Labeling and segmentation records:
####################
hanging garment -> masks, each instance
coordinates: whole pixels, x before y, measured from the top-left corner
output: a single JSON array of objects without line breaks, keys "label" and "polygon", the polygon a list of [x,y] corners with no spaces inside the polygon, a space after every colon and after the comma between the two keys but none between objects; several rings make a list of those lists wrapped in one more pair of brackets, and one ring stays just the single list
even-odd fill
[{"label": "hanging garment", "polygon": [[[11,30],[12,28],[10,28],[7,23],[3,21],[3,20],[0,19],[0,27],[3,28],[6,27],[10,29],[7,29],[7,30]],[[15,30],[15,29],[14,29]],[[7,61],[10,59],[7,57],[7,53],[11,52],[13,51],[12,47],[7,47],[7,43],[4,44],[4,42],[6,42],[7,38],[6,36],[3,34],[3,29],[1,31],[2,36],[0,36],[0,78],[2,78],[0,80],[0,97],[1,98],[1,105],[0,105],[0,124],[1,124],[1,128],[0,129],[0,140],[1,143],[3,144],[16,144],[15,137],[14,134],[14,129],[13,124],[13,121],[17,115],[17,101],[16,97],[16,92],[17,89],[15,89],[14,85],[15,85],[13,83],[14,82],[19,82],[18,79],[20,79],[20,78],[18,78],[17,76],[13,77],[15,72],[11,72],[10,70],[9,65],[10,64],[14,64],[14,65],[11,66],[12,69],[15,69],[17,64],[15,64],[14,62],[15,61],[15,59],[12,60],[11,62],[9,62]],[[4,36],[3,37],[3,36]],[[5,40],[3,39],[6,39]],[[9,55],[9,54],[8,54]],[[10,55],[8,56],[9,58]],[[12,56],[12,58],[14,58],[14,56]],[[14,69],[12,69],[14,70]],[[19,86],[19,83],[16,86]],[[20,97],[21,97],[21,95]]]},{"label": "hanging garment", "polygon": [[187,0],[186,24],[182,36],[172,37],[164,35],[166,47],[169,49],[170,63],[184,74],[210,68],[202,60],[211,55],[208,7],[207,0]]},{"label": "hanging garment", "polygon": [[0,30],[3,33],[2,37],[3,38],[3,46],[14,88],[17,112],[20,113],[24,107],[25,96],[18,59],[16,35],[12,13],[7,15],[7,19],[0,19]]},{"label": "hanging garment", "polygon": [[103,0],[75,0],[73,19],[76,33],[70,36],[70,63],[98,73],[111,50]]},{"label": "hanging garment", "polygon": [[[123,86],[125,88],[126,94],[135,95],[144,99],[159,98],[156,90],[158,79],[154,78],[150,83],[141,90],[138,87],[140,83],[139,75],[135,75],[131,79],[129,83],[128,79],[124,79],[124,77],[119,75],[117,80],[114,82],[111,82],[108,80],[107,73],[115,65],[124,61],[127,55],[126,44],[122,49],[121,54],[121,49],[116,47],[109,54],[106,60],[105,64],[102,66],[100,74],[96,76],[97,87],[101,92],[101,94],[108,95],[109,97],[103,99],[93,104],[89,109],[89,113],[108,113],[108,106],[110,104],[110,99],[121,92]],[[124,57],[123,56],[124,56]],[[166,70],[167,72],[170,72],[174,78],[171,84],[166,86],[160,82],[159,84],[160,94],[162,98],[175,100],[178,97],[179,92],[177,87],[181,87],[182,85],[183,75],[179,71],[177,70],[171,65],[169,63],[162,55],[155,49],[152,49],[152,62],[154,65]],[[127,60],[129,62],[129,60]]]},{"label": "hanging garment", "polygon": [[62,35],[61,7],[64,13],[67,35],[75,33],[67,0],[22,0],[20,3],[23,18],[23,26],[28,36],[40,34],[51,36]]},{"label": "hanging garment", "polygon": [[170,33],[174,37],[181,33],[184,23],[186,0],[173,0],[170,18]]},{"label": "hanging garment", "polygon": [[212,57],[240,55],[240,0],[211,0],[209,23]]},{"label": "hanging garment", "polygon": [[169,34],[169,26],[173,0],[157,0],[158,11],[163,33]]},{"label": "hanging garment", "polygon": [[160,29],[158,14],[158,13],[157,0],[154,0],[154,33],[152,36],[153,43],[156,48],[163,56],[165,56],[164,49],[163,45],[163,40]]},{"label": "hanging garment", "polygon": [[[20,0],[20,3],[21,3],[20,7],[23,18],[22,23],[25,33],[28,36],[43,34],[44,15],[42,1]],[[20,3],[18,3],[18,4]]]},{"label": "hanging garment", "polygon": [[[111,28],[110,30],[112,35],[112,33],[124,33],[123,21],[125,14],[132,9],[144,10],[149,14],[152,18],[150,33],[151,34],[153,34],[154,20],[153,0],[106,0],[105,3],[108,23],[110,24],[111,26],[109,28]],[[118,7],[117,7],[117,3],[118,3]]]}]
####################
Problem: Quote each line of the listing above exactly.

Solution for this task:
hanging garment -> masks, each instance
coordinates: whole pixels, x before y, measured from the top-left corner
output: a single JSON array of objects without line breaks, keys "label" and "polygon", the polygon a list of [x,y] corners with no spaces inside the polygon, a space after every colon and after the comma between the two keys but none between objects; several rings make a list of those lists wrapped in one more pair of brackets, and one ring stays just the single list
even-odd fill
[{"label": "hanging garment", "polygon": [[[11,30],[12,28],[10,28],[7,23],[3,21],[3,20],[0,19],[0,27],[3,28],[6,27],[10,29],[7,29],[7,30]],[[15,30],[15,29],[14,29]],[[7,61],[10,59],[7,57],[7,53],[11,52],[13,51],[12,47],[7,47],[7,43],[4,44],[4,42],[6,42],[7,38],[6,36],[3,34],[3,29],[1,31],[2,36],[0,36],[0,78],[2,78],[0,80],[0,97],[1,98],[1,105],[0,105],[0,124],[1,124],[1,128],[0,129],[0,140],[1,143],[3,144],[16,144],[15,137],[14,134],[14,129],[13,124],[13,121],[17,115],[17,101],[16,97],[16,92],[17,89],[15,89],[14,85],[15,85],[13,83],[14,82],[19,82],[18,79],[20,79],[20,78],[18,78],[17,76],[13,77],[15,72],[11,72],[10,70],[9,65],[10,64],[14,64],[14,65],[11,66],[12,69],[15,69],[17,64],[15,64],[14,62],[15,61],[15,59],[12,60],[11,62],[9,62]],[[4,36],[3,37],[3,36]],[[5,40],[3,39],[6,39]],[[9,55],[9,54],[8,54]],[[10,55],[8,56],[9,58]],[[12,56],[12,58],[14,58],[14,56]],[[14,69],[12,69],[14,70]],[[19,86],[19,83],[16,86]],[[20,97],[21,97],[21,95]]]},{"label": "hanging garment", "polygon": [[187,0],[186,24],[182,36],[172,37],[164,35],[166,47],[169,49],[170,63],[184,74],[210,68],[202,60],[211,55],[208,7],[207,0]]},{"label": "hanging garment", "polygon": [[0,30],[3,33],[2,37],[3,38],[3,46],[14,88],[17,112],[20,113],[24,107],[25,96],[18,59],[16,35],[12,13],[7,15],[7,19],[0,19]]},{"label": "hanging garment", "polygon": [[103,0],[75,0],[73,19],[76,33],[70,36],[70,63],[98,73],[111,50]]},{"label": "hanging garment", "polygon": [[[123,86],[125,88],[126,94],[135,95],[144,99],[159,98],[156,90],[158,79],[154,78],[150,83],[141,90],[138,87],[140,83],[139,75],[135,75],[131,79],[129,83],[128,79],[124,79],[124,77],[119,75],[117,80],[114,82],[111,82],[108,80],[107,73],[115,65],[124,61],[127,55],[126,44],[122,49],[121,54],[121,49],[116,47],[109,54],[106,60],[105,64],[102,66],[100,74],[96,76],[97,87],[101,92],[101,94],[108,95],[109,97],[103,99],[93,104],[89,109],[89,113],[108,113],[108,106],[110,104],[110,99],[121,92]],[[124,57],[123,56],[124,56]],[[166,70],[167,72],[170,72],[174,78],[171,84],[166,86],[160,82],[159,84],[160,94],[162,98],[175,100],[178,97],[179,92],[177,87],[181,87],[182,85],[183,75],[179,71],[177,70],[171,65],[169,63],[162,55],[155,49],[152,49],[152,62],[154,65]],[[127,60],[129,62],[129,60]]]},{"label": "hanging garment", "polygon": [[62,35],[61,7],[64,13],[67,35],[75,33],[67,0],[22,0],[20,3],[23,18],[23,26],[28,36],[40,34],[51,36]]},{"label": "hanging garment", "polygon": [[170,33],[174,37],[181,33],[184,23],[186,0],[173,0],[170,18]]},{"label": "hanging garment", "polygon": [[212,57],[240,55],[240,0],[211,0],[209,23]]},{"label": "hanging garment", "polygon": [[169,34],[169,26],[173,0],[157,0],[158,11],[163,33]]},{"label": "hanging garment", "polygon": [[160,29],[158,14],[158,13],[157,0],[154,0],[154,33],[152,36],[153,43],[156,48],[163,56],[165,56],[164,49],[163,45],[163,40]]},{"label": "hanging garment", "polygon": [[[20,0],[20,3],[21,3],[20,7],[23,18],[22,23],[25,33],[28,36],[43,34],[44,15],[42,1]],[[20,3],[18,3],[18,4]]]},{"label": "hanging garment", "polygon": [[[111,28],[110,30],[112,35],[112,33],[124,33],[123,21],[125,14],[132,9],[144,10],[149,14],[152,18],[150,33],[151,34],[153,34],[154,20],[153,0],[106,0],[105,3],[108,23],[110,24],[111,26],[109,28]],[[118,7],[117,7],[117,3],[118,3]]]}]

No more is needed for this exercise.